→ Required tasks
1) According to the Hong Kong security law article, what is the maximum penalty that two sources said the law would include?
2) Pick up the Hong Kong security law article after its final sentence and carry it on.

Chinese deputies quoted by the state newspaper China Daily said that "the enactment of the national security law in Hong Kong as soon as possible can fill legal gaps and other weaknesses in safeguarding national security, combat related criminal acts and protect prosperity and stability of the special administrative region", reports Efe news.

At the moment the text on which the Chinese legislature works is unknown, but the Hong Kong newspaper South China Morning Post quoted two sources who assured that the law would include penalties of up to life imprisonment for "acts of secession, subversion, terrorism and conspiracy with foreign forces to jeopardize national security".

This is the second period of review of the law, whose draft was preliminarily approved during the Committee's annual meeting last month.

The first review was carried out at the 13 session of the Standing Committee, between June 18 and 20.

This legal text would aim to "safeguard national security" against the much-feared "foreign interference" that Beijing sees in the massive protests that started more than a year ago, but Hong Kong lawyers and activists believe that this law will end up curtailing the liberties enjoyed by the city.

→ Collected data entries
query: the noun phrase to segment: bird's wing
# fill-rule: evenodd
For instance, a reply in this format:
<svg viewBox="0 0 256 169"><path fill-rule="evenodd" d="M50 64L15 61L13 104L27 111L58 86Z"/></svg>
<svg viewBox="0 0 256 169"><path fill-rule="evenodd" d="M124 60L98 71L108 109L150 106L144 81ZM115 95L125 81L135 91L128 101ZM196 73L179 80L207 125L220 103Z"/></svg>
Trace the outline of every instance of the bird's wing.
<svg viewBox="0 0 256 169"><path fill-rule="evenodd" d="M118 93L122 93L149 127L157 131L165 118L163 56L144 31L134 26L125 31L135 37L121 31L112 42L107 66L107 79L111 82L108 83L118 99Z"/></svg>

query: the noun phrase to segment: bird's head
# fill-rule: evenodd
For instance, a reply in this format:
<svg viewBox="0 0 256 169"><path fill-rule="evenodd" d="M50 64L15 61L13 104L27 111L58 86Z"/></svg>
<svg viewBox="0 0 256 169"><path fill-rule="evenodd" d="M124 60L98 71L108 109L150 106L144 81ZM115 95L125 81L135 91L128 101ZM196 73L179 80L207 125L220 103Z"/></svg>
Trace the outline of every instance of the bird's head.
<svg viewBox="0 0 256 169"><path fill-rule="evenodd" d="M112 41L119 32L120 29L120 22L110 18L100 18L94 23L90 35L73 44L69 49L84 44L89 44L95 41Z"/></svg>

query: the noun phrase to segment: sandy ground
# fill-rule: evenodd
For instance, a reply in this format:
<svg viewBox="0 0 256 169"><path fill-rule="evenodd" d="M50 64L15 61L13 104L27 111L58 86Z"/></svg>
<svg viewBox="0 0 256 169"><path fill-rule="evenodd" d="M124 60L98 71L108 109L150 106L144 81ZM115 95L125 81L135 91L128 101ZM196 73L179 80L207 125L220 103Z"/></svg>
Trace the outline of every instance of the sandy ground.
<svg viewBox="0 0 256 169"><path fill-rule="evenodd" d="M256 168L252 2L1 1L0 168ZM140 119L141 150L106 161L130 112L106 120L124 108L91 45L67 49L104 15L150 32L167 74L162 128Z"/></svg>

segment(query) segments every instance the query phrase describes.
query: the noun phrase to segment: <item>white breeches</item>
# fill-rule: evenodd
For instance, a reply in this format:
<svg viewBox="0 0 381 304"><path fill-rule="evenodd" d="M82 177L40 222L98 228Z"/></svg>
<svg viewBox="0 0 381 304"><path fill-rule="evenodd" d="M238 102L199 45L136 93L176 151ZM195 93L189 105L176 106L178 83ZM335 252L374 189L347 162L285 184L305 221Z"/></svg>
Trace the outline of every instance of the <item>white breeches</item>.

→ Results for the exercise
1) Up to life imprisonment.

2)
For more than a year, the situation in Hong Kong has been deteriorating due to the impact of pro-democratic protests on the economy of the semi-autonomous city, where local GDP fell by 2.8 per cent and 3 per cent in the last two quarters of 2019, respectively, and 8.9 per cent in the first of 2020, to which this year the paralysis caused by the coronavirus pandemic has been added.

The political landscape in the former British colony is also far from being resolved, with governments, both in Beijing and in Hong Kong, unfriendly to dialogue or concessions, and with a pro-democratic movement that has gained new momentum following the recent approval of a law that penalizes insults to the Chinese anthem.

The 1984 Sino-British Declaration, which articulated Hong Kong's retrocession from British to Chinese hands in 1997, established the maintenance for at least 50 years from that date of a series of unimaginable freedoms in this territory in mainland China.

However, from the Chinese Ministry of Foreign Affairs, its spokesmen have said on numerous occasions that the commitments made in that document were already fulfilled at the time.